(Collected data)
◆ ◆ ◆
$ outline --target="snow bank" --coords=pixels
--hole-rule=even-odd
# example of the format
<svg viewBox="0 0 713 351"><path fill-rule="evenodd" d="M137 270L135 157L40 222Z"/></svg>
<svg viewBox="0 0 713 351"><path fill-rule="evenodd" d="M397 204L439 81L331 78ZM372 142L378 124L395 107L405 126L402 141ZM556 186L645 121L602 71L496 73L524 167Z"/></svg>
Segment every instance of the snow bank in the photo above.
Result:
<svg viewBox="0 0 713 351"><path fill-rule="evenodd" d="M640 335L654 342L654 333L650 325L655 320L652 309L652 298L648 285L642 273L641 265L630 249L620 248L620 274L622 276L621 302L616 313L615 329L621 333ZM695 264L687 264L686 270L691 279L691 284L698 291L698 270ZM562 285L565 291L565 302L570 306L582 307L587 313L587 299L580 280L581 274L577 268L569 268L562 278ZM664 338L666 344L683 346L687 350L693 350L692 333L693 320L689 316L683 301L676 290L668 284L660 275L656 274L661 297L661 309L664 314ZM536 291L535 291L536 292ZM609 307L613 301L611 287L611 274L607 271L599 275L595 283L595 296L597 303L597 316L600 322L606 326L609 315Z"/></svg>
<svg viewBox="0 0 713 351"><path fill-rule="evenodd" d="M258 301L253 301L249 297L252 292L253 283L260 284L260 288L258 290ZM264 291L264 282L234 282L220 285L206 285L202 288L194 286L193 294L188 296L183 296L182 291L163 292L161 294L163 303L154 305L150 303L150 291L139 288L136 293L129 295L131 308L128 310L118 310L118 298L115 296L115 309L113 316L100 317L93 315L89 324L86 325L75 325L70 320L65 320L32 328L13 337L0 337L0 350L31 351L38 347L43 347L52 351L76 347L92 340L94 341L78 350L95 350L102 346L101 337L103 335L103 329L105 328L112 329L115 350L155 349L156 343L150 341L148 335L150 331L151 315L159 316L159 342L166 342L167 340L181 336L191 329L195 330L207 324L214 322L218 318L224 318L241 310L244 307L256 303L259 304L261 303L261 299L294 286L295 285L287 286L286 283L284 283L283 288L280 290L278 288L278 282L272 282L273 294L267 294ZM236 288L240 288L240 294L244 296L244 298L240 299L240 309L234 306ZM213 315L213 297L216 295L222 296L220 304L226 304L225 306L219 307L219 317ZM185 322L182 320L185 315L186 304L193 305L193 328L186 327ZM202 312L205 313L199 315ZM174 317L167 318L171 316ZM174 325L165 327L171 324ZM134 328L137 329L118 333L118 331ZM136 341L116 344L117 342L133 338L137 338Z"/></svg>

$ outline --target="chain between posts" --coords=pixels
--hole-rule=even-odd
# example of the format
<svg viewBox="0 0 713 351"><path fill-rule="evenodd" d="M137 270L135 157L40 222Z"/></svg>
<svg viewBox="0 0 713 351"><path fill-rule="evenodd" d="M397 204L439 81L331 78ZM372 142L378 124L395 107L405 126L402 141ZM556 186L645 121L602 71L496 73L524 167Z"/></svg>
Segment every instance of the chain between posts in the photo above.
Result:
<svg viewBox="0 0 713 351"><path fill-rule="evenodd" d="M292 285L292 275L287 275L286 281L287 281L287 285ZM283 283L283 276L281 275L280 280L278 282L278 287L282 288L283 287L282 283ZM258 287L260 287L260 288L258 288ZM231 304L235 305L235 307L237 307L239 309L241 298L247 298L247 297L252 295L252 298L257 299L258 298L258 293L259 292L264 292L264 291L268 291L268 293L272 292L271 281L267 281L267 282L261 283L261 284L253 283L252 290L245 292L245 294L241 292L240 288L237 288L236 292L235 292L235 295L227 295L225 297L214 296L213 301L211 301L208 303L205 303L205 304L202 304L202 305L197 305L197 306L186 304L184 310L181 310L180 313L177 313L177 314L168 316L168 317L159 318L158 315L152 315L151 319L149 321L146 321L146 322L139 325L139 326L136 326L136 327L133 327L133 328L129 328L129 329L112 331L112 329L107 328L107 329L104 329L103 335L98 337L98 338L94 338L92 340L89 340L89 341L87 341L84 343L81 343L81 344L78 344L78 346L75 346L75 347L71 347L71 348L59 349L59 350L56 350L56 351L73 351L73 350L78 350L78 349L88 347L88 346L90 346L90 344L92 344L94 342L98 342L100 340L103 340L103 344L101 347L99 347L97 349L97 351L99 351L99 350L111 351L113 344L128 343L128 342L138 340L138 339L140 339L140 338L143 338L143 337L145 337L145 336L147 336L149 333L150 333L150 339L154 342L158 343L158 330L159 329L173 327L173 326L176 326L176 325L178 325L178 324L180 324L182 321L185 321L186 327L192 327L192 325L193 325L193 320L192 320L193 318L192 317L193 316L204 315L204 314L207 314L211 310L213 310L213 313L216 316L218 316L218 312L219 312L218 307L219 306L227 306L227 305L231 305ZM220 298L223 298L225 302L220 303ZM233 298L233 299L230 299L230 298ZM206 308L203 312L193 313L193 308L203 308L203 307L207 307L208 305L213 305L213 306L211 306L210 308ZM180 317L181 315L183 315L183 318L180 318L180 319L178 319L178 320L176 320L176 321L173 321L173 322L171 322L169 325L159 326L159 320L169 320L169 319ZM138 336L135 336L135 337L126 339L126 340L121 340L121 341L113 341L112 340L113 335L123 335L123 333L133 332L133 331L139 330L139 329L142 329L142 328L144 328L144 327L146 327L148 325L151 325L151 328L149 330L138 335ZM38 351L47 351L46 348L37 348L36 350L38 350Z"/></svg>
◆ ◆ ◆
GIVEN TASK => Rewrite all of the entries above with "example of the format" replaced by "sample of the layout", keeping everything else the same.

COMPLETE ANSWER =>
$ outline --target="snow bank" --coords=pixels
--hole-rule=even-odd
# sample of the layout
<svg viewBox="0 0 713 351"><path fill-rule="evenodd" d="M137 270L135 157L40 222Z"/></svg>
<svg viewBox="0 0 713 351"><path fill-rule="evenodd" d="M397 204L439 81L331 78ZM372 142L378 124L395 107L405 126L402 141ZM556 186L645 121L602 71L496 73L524 167Z"/></svg>
Segment every instance of the snow bank in the photo above.
Result:
<svg viewBox="0 0 713 351"><path fill-rule="evenodd" d="M640 335L654 342L654 333L650 325L655 320L652 309L652 298L648 285L642 273L641 265L630 249L620 248L620 274L622 276L621 302L616 313L615 329L621 333ZM695 264L687 264L686 270L691 279L691 284L698 291L698 270ZM562 285L565 291L565 302L570 306L582 307L587 313L587 299L580 280L581 274L577 268L569 268L562 278ZM664 338L666 344L683 346L687 350L693 350L692 333L693 320L689 316L683 301L676 290L668 284L660 275L656 274L661 297L661 309L664 314ZM536 291L535 291L536 292ZM609 307L613 301L611 287L611 274L607 271L599 275L595 283L595 296L597 303L597 316L600 322L606 326L609 315Z"/></svg>
<svg viewBox="0 0 713 351"><path fill-rule="evenodd" d="M258 301L253 301L249 297L252 292L253 283L260 284L260 288L258 290ZM264 291L264 282L234 282L220 285L206 285L202 288L194 286L193 294L188 296L183 296L182 291L163 292L161 294L163 303L154 305L150 303L150 291L139 288L136 293L129 295L131 308L128 310L118 310L118 298L115 296L115 309L113 316L100 317L93 315L89 324L86 325L75 325L70 320L65 320L32 328L13 337L0 337L0 350L31 351L38 347L43 347L52 351L76 347L92 340L94 341L78 350L95 350L102 346L101 337L103 335L103 329L105 328L112 329L115 350L155 349L156 343L150 341L148 335L150 331L151 315L159 316L159 342L166 342L167 340L181 336L191 329L195 330L207 324L214 322L218 318L224 318L241 310L244 307L256 303L259 304L261 303L261 299L294 286L295 285L287 286L286 283L284 283L283 288L280 290L278 288L278 282L272 282L273 294L267 294ZM236 288L240 288L240 294L244 296L244 298L240 299L240 309L234 306ZM213 315L213 297L216 295L222 296L220 304L226 304L225 306L219 307L219 317ZM185 322L182 320L185 315L186 304L193 305L193 328L186 327ZM202 312L205 313L199 315ZM174 317L167 318L171 316ZM174 325L165 327L171 324ZM134 328L137 329L118 333L118 331ZM136 341L116 344L117 342L133 338L137 338Z"/></svg>

$ outline --target="chain between posts" --coords=pixels
--hole-rule=even-odd
# sample of the layout
<svg viewBox="0 0 713 351"><path fill-rule="evenodd" d="M137 270L135 157L40 222Z"/></svg>
<svg viewBox="0 0 713 351"><path fill-rule="evenodd" d="M397 204L439 81L331 78ZM372 142L378 124L395 107L405 126L402 141ZM556 186L645 121L602 71L496 73L524 167Z"/></svg>
Segment every instance of the chain between posts in the photo above.
Result:
<svg viewBox="0 0 713 351"><path fill-rule="evenodd" d="M292 285L292 275L287 275L286 281L287 281L287 285ZM283 283L283 276L281 275L280 280L278 282L278 287L282 288L283 287L282 283ZM258 287L260 287L260 288L258 288ZM231 304L235 305L235 307L237 307L239 309L241 298L247 298L247 297L252 295L252 298L257 299L258 298L258 293L259 292L264 292L264 291L268 291L268 293L272 292L271 281L267 281L267 282L261 283L261 284L253 283L252 290L245 292L245 294L241 292L240 288L237 288L236 292L235 292L235 295L227 295L225 297L214 296L213 301L211 301L208 303L205 303L205 304L202 304L202 305L197 305L197 306L186 304L184 310L181 310L180 313L177 313L177 314L168 316L168 317L159 318L158 315L152 315L151 319L149 321L146 321L146 322L139 325L139 326L136 326L136 327L133 327L133 328L129 328L129 329L112 331L112 329L107 328L107 329L104 329L103 335L98 337L98 338L94 338L92 340L89 340L89 341L87 341L84 343L81 343L81 344L78 344L78 346L75 346L75 347L71 347L71 348L59 349L59 350L56 350L56 351L73 351L73 350L78 350L78 349L88 347L88 346L90 346L90 344L92 344L94 342L98 342L100 340L103 340L103 344L101 347L99 347L97 349L97 351L99 351L99 350L111 351L113 344L128 343L128 342L138 340L138 339L140 339L140 338L143 338L143 337L145 337L145 336L147 336L149 333L150 333L150 339L154 342L158 343L158 330L159 329L173 327L173 326L176 326L176 325L178 325L178 324L180 324L182 321L185 321L186 327L192 327L192 325L193 325L193 320L192 320L193 318L192 317L193 316L204 315L204 314L207 314L211 310L213 310L213 313L216 316L218 316L218 312L219 312L218 307L219 306L227 306L227 305L231 305ZM220 298L223 298L225 302L220 303ZM233 298L233 299L230 299L230 298ZM206 308L203 312L193 313L193 308L203 308L203 307L207 307L208 305L213 305L213 306L211 306L210 308ZM180 317L181 315L183 315L183 318L180 318L180 319L178 319L178 320L176 320L176 321L173 321L173 322L171 322L169 325L159 326L159 320L169 320L169 319ZM138 336L135 336L135 337L126 339L126 340L121 340L121 341L113 341L112 340L113 335L123 335L123 333L133 332L133 331L139 330L139 329L142 329L142 328L144 328L144 327L146 327L148 325L151 325L151 328L149 330L138 335ZM38 351L47 351L46 348L37 348L36 350L38 350Z"/></svg>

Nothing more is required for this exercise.